Data lines
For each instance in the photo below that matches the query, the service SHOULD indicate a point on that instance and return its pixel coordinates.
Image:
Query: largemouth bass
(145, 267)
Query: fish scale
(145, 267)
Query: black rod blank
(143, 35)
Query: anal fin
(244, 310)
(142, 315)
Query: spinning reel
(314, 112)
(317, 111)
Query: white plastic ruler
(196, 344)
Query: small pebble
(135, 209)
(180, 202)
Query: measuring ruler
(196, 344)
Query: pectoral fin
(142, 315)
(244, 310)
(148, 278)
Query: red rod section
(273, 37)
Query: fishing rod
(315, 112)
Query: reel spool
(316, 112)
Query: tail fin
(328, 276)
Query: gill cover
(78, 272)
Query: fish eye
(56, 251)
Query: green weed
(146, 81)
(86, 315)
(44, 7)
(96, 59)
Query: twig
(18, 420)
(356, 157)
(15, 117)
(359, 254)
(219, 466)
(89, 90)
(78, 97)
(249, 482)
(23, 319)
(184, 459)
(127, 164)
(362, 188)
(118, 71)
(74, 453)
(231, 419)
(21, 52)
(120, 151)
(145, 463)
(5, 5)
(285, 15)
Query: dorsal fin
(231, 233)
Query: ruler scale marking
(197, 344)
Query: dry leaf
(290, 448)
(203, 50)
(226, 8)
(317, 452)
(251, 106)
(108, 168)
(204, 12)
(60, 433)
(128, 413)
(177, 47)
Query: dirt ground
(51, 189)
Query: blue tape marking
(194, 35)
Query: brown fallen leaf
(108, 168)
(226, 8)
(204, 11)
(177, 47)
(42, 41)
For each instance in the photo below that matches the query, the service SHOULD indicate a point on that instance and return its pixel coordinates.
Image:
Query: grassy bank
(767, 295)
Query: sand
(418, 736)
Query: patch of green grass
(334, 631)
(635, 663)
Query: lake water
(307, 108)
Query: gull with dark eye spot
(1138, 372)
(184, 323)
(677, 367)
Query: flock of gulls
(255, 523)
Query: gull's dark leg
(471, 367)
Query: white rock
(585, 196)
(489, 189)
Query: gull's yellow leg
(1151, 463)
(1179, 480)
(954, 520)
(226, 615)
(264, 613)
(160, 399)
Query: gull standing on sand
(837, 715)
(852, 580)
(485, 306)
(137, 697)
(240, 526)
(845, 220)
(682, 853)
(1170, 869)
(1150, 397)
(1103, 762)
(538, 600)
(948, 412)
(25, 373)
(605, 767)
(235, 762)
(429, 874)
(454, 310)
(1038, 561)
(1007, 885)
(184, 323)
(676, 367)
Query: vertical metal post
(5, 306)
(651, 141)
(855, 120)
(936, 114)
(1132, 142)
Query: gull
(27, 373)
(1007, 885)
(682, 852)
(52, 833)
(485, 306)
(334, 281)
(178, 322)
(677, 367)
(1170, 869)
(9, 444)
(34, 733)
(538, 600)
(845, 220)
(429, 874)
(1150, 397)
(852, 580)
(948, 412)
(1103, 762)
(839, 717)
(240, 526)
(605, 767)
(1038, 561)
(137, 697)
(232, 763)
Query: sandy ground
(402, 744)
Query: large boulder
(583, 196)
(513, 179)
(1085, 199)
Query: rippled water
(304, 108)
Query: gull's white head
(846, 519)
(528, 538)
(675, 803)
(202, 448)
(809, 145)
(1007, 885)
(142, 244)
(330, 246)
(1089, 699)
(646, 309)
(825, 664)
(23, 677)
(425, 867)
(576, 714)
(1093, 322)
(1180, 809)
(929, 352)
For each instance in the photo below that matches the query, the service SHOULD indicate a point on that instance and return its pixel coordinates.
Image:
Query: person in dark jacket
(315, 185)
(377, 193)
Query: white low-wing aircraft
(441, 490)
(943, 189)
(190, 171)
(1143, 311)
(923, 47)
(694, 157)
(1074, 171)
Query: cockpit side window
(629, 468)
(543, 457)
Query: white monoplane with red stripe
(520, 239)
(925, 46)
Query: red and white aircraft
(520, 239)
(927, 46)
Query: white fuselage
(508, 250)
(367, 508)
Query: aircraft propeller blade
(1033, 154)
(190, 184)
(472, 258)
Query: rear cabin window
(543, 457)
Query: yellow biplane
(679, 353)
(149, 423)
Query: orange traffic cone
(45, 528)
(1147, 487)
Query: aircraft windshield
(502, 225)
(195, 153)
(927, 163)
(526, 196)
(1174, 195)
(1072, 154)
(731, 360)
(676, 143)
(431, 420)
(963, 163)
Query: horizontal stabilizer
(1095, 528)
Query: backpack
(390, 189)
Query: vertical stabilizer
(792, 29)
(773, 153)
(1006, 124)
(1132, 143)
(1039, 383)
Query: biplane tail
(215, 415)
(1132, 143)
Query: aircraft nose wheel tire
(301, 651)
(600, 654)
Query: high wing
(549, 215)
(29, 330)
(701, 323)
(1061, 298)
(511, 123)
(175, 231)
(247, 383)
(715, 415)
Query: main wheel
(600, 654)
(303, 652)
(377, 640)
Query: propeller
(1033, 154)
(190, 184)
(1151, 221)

_PROBLEM DETAILS_
Reproduce all of the material above, replacing "pixel coordinates" with "image coordinates" wherever it occurs and leaving every other part unchanged.

_WRITTEN REPLY_
For each instance in the photo below that matches the query, the service SHOULD indicate a point on that instance and return its image coordinates.
Image:
Query: largemouth bass
(145, 267)
Query: fish scale
(145, 267)
Query: black rod blank
(143, 35)
Query: anal fin
(244, 310)
(142, 315)
Query: spinning reel
(314, 112)
(317, 111)
Query: white plastic ruler
(196, 344)
Query: small pebble
(135, 209)
(180, 202)
Query: measuring ruler
(196, 344)
Query: pectoral fin
(142, 315)
(244, 310)
(148, 278)
Query: red rod section
(273, 37)
Query: fishing rod
(315, 112)
Query: reel spool
(316, 112)
Query: tail fin
(328, 276)
Query: gill cover
(78, 272)
Query: fish eye
(56, 251)
Query: green weed
(146, 81)
(86, 315)
(44, 7)
(96, 59)
Query: twig
(18, 420)
(356, 157)
(15, 117)
(359, 254)
(219, 466)
(89, 90)
(78, 97)
(249, 482)
(23, 319)
(184, 459)
(127, 164)
(362, 188)
(118, 71)
(74, 453)
(231, 419)
(21, 52)
(120, 151)
(145, 463)
(5, 5)
(285, 15)
Query: dorsal fin
(231, 233)
Query: ruler scale marking
(197, 344)
Query: dry leaf
(290, 448)
(203, 50)
(226, 8)
(317, 452)
(251, 106)
(108, 168)
(204, 12)
(60, 433)
(128, 413)
(177, 47)
Query: dirt ground
(51, 189)
Query: blue tape marking
(194, 35)
Query: brown fallen leaf
(108, 168)
(226, 8)
(204, 11)
(177, 47)
(42, 41)
For each instance in the photo below that matches the query, the service SHOULD indicate a point on that instance and return its image coordinates.
Image:
Query: grassy bank
(767, 295)
Query: sand
(418, 736)
Query: patch of green grass
(334, 631)
(635, 663)
Query: lake water
(307, 108)
Query: gull with dark eye spot
(1138, 372)
(184, 323)
(677, 367)
Query: flock of gulls
(255, 523)
Query: gull's dark leg
(471, 367)
Query: white rock
(585, 196)
(489, 189)
Query: gull's yellow leg
(1151, 463)
(1179, 480)
(954, 520)
(226, 615)
(264, 613)
(160, 399)
Query: gull standing on sand
(837, 715)
(852, 580)
(485, 306)
(137, 697)
(240, 526)
(845, 220)
(682, 853)
(1170, 869)
(1150, 397)
(1103, 762)
(538, 600)
(948, 412)
(25, 373)
(605, 767)
(235, 762)
(429, 874)
(454, 310)
(1038, 561)
(1007, 885)
(184, 323)
(676, 367)
Query: vertical metal post
(5, 306)
(651, 141)
(855, 120)
(936, 114)
(1132, 142)
Query: gull
(27, 373)
(1007, 885)
(682, 852)
(52, 833)
(485, 306)
(334, 281)
(178, 322)
(677, 367)
(1170, 869)
(9, 444)
(34, 733)
(538, 600)
(845, 220)
(429, 874)
(1150, 397)
(852, 580)
(948, 412)
(1103, 762)
(839, 717)
(240, 526)
(605, 767)
(1038, 561)
(137, 697)
(232, 763)
Query: sandy ground
(402, 744)
Query: large boulder
(583, 196)
(513, 179)
(1085, 199)
Query: rippled water
(304, 108)
Query: gull's white head
(846, 519)
(528, 538)
(675, 803)
(202, 448)
(809, 145)
(1007, 885)
(142, 244)
(330, 246)
(1089, 699)
(646, 309)
(825, 664)
(23, 677)
(425, 867)
(576, 714)
(1093, 322)
(1180, 809)
(929, 352)
For each instance in the photo below that matches the query, the service SHOULD indicate a point on that instance and return its image coordinates.
Image:
Query: person in dark jacket
(315, 185)
(377, 193)
Query: white low-wing aircraft
(441, 490)
(943, 189)
(190, 171)
(1143, 311)
(923, 47)
(694, 157)
(1074, 171)
Query: cockpit side window
(629, 468)
(543, 457)
Query: white monoplane with red stripe
(520, 239)
(925, 46)
Query: red and white aircraft
(520, 239)
(927, 46)
Query: white fuselage
(508, 250)
(367, 508)
Query: aircraft propeller blade
(1033, 154)
(190, 184)
(472, 258)
Query: rear cabin window
(543, 457)
Query: yellow biplane
(679, 353)
(149, 423)
Query: orange traffic cone
(45, 528)
(1147, 487)
Query: aircraft windshield
(502, 225)
(195, 153)
(927, 163)
(526, 196)
(1174, 195)
(1072, 154)
(731, 360)
(676, 143)
(431, 420)
(963, 163)
Query: horizontal stabilizer
(1095, 528)
Query: backpack
(390, 189)
Query: vertical stabilizer
(792, 29)
(773, 153)
(1006, 124)
(1132, 143)
(1039, 383)
Query: biplane tail
(215, 415)
(1132, 143)
Query: aircraft nose wheel tire
(301, 651)
(600, 654)
Query: high wing
(549, 215)
(29, 330)
(701, 323)
(1061, 298)
(511, 123)
(175, 231)
(247, 383)
(715, 415)
Query: main wheel
(600, 654)
(303, 652)
(377, 640)
Query: propeller
(1033, 154)
(190, 184)
(1151, 221)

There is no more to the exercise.